— START Given text —

Skip to content

Conversation

gogonzo
Copy link
Contributor

@gogonzo gogonzo commented Sep 11, 2025

Closes insightsengineering/NEST-roadmap#36

WIP description. Comments blocked

Introduction

Current design bases on an idea that a module can consume its arguments referring to any variable in any dataset. Consider following example, where:

  • a module uses x, y and facet arguments to create an interactive inputs,
  • user can select a variable from any dataset for x, y, facet
  • visualization will be build on a merged dataset containing these three variables
Pseudo example
# pseudocode
tm_example <- function(x, y, facet) {
  ui = function(id, x, y, facet) ...., # creates placeholders for inputs
  server = function(id, x, y, facet) {
    moduleServer(id, function(input, output, session) {
      output$plot <- renderPlot({
        merged_dataset |>
          ggplot(
            aes(
              x = <selected x var>,
              y = <selected y var>
            )

— END Given text —
— START Material shown —

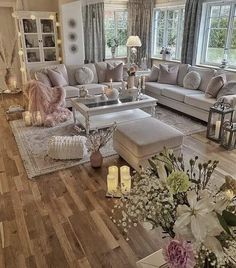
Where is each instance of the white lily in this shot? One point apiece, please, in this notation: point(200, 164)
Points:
point(198, 221)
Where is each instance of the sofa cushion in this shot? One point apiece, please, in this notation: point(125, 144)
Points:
point(56, 77)
point(200, 101)
point(192, 80)
point(206, 75)
point(177, 93)
point(84, 75)
point(71, 69)
point(183, 70)
point(153, 76)
point(215, 85)
point(134, 136)
point(71, 92)
point(114, 72)
point(168, 74)
point(93, 89)
point(154, 87)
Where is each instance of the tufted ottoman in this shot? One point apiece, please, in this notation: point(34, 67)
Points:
point(139, 140)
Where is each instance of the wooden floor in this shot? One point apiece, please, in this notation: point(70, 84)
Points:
point(63, 219)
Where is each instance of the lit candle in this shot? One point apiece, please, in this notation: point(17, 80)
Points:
point(217, 130)
point(27, 119)
point(126, 184)
point(111, 184)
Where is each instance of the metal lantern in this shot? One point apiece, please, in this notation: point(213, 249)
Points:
point(228, 140)
point(218, 115)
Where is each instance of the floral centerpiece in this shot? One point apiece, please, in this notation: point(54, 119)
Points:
point(199, 221)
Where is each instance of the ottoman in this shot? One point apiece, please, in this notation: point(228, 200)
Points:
point(139, 140)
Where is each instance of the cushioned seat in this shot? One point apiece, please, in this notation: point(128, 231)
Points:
point(136, 145)
point(200, 101)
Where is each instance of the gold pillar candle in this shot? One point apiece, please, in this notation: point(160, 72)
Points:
point(111, 184)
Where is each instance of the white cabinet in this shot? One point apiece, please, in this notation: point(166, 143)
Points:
point(38, 37)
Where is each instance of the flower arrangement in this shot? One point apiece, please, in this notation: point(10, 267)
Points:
point(199, 221)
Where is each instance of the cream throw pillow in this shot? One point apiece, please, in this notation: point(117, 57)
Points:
point(84, 76)
point(215, 85)
point(192, 80)
point(168, 74)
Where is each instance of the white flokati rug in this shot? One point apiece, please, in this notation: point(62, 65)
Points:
point(33, 141)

— END Material shown —

Continue the pull request description on how modules consume variables from merged datasets, starting immediately after its last line of pseudocode.

          ) + geom_point() + facet_wrap(vars(<selected facet var>))
      })
    })
  }
}

To provide choices and default selection for x, y and facet we propose following api:

# pseudocode
tm_example(
  x = picks(
    datasets(<choices>, <selected>),
    variables(<choices>, <selected>)
  ),
  y = picks(
    datasets(<choices>, <selected>),
    variables(<choices>, <selected>)
  ),
  facet = picks(
    datasets(<choices>, <selected>),
    variables(<choices>, <selected>)
  )
)

Where each function creates an object which holds the information consumed by the framework. choices and selected can be either:

  • explicit character denoting the name of the objects
  • Natural number denoting index of possible
  • tidyselect selection_helpers (?tidyselect::language)

Example settings

Strict variables picks

picks below will create an input in the module where single variable can be selected from c("Sepal.Length", "Sepal.Width"). multiple = FALSE disallow user to select more than one choice.

picks(
  datasets(choices = "iris", selected = "iris"),
  variables(choices = c("Sepal.Length", "Sepal.Width"), selected = "Sepal.Length", multiple = FALSE)
)

Dynamic variables choices

Following picks will create an input in the module where user will be able to select any variable from iris (any = everything()) and by default 1-st will be selected. Be careful, setting explicit selected when choices throws a warning as it is not certain for example that "Species" %in% everything().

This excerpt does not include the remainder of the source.